#### Task objective
In the passage on oil and gas cybersecurity below, on whose behalf was the independent survey conducted?

The cybersecurity landscape for the U.S. oil and gas sector has faced intensified scrutiny following Operation Epic Fury. An independent survey has unveiled a significant gap between the confidence of operators in their cybersecurity measures and the actual capabilities of their operational technology (OT) security systems. Despite a surge in cybersecurity investments since the operation’s launch on February 28, many organizations appear to lack the necessary tools to effectively identify real-time cyber threats targeting OT environments.

Survey Insights: Confidence vs. Capability

Conducted on behalf of Tosi, the independent survey gathered insights from OT decision-makers across U.S. oil and gas operators. The findings revealed that while a majority of respondents believe they can detect an active OT cyber breach within 24 hours, they also acknowledged a heavy reliance on systems not specifically designed for monitoring OT infrastructure.

Entries from a dataset
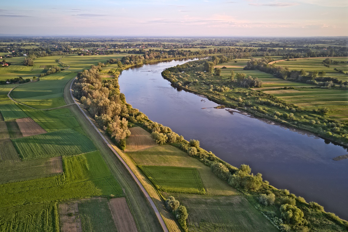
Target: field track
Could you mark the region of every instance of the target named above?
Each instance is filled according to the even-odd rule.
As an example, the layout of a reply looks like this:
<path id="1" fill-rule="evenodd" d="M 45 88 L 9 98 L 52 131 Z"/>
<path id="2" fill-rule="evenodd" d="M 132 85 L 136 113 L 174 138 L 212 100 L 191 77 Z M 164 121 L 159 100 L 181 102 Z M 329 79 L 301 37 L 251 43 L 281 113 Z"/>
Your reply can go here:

#### Answer to this problem
Tosi